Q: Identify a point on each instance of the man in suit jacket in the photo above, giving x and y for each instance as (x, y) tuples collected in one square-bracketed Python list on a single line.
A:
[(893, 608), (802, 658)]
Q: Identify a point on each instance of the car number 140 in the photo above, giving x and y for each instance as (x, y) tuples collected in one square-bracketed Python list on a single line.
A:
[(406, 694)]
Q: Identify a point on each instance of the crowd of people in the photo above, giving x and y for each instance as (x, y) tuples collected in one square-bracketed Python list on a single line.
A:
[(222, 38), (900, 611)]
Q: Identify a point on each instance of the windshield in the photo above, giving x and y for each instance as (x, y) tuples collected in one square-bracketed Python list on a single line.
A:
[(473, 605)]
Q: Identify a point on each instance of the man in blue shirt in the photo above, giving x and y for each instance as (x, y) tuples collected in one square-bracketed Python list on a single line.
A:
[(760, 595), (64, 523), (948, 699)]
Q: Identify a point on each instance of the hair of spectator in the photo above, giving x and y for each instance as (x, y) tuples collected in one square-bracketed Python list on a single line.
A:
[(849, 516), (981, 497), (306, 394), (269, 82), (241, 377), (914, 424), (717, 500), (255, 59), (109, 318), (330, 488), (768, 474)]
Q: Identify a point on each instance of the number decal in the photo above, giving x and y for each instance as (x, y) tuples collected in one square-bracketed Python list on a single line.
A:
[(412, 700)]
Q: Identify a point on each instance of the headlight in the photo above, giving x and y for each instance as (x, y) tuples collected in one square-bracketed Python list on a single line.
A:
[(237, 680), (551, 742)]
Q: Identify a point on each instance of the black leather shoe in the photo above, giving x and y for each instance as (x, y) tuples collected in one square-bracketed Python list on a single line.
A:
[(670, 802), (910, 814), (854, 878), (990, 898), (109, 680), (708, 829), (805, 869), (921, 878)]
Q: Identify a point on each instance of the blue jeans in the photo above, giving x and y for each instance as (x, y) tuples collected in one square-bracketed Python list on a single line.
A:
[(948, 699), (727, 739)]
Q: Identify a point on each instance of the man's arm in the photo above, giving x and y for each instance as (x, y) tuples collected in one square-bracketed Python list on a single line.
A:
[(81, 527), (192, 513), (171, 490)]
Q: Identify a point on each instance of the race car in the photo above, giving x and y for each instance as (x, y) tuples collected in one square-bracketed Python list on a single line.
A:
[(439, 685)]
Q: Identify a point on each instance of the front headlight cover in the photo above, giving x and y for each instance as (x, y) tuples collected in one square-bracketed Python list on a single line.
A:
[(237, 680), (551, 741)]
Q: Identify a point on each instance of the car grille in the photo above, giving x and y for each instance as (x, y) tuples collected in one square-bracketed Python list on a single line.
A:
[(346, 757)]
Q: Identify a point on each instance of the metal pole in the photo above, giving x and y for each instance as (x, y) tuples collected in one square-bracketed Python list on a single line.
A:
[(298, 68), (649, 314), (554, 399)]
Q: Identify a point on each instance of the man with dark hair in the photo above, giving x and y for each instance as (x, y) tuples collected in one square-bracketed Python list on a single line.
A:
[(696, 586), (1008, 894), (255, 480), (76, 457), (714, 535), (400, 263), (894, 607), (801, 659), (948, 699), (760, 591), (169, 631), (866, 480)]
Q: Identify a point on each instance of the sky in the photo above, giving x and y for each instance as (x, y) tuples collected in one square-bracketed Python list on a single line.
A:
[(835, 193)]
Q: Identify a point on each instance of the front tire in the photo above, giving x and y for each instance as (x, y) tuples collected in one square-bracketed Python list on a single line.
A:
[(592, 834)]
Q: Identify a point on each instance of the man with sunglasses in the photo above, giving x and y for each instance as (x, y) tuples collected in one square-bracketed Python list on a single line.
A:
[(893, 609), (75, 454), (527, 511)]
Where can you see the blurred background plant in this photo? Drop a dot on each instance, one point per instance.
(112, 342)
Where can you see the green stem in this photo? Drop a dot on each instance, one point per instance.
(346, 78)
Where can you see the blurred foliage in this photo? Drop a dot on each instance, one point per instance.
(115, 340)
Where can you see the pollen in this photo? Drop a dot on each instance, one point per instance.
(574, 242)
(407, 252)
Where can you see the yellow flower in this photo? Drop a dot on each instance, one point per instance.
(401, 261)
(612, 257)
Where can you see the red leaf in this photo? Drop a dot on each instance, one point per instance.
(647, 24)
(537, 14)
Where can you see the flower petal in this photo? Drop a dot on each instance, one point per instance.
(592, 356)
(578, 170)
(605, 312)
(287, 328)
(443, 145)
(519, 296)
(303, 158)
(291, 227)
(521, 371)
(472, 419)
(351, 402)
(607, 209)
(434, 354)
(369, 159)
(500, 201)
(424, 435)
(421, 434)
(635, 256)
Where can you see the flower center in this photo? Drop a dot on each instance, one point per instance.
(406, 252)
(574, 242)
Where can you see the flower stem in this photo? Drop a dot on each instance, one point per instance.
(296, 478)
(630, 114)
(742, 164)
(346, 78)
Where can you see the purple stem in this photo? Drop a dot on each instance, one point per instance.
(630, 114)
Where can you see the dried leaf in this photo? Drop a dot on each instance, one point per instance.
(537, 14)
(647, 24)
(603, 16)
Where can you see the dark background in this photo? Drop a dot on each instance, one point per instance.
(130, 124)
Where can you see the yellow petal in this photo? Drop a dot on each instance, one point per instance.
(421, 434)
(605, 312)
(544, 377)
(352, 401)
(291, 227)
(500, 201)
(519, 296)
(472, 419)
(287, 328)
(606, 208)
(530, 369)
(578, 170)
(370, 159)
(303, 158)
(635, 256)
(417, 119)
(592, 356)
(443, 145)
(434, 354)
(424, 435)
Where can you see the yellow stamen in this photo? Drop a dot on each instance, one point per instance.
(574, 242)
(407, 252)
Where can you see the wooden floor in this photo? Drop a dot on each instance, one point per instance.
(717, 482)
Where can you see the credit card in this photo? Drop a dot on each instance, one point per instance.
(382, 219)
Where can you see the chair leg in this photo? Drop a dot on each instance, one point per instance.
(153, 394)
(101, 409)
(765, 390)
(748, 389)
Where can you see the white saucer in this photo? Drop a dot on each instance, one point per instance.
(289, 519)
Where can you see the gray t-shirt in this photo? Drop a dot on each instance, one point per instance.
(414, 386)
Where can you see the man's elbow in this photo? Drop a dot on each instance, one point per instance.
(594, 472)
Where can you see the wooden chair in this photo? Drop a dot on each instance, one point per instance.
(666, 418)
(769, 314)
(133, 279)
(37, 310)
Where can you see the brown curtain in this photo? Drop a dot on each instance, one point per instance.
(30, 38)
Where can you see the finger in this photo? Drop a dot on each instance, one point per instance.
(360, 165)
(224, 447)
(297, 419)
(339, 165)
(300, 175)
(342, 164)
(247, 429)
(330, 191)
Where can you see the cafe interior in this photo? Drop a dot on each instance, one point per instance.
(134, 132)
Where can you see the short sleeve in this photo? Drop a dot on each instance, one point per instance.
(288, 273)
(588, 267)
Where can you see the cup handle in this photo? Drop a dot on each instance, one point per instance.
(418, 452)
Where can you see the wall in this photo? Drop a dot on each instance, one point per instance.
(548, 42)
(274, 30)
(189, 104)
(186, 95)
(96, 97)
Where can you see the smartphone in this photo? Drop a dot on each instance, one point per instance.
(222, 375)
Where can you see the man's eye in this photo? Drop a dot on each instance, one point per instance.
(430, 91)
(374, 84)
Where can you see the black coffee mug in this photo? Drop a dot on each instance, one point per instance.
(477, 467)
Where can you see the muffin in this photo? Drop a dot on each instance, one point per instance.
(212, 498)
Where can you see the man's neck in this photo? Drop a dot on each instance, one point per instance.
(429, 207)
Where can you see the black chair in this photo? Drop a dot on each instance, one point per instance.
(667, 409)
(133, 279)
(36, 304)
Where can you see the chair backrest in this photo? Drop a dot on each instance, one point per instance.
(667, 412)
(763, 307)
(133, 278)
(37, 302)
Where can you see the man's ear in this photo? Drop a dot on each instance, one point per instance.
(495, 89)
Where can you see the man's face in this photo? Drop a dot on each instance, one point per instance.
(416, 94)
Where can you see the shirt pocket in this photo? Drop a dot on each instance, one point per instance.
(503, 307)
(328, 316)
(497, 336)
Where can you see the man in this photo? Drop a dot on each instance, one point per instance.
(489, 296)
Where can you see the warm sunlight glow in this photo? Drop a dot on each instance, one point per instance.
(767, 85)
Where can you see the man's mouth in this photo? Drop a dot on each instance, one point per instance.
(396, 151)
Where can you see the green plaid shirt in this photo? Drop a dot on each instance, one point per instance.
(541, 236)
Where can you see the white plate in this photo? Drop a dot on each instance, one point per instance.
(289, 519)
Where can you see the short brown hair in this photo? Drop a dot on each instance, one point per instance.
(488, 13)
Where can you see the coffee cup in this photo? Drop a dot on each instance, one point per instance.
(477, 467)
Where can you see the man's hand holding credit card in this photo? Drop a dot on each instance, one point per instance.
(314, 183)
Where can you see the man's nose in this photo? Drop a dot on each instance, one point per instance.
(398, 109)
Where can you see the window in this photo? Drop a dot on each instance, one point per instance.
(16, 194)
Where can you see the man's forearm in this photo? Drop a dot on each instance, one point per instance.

^^^^

■ YOUR INSTRUCTIONS
Please format the part that opens with the line containing "Where can you see the short brown" and runs through the final line as a numbered list, including both ends and leaving out blank lines.

■ RESULT
1. Where can you see the short brown hair in this photo? Drop a dot on each instance, one point per instance.
2. (488, 13)
3. Where can you see the coffee cup in this photo? Drop a dot on each instance, one point per instance.
4. (477, 467)
5. Where can you see the man's hand holding credit card in this photo? Drop a dot on each instance, one point per instance.
6. (314, 183)
7. Where can you see the man's nose in this photo? Drop a dot on each instance, one point per instance.
8. (398, 109)
9. Where can you see the window in this photo? Drop a dot on each instance, one point per instance.
10. (16, 194)
11. Where can you see the man's forearm in this photo? Drop a dot on each instance, one point per instance.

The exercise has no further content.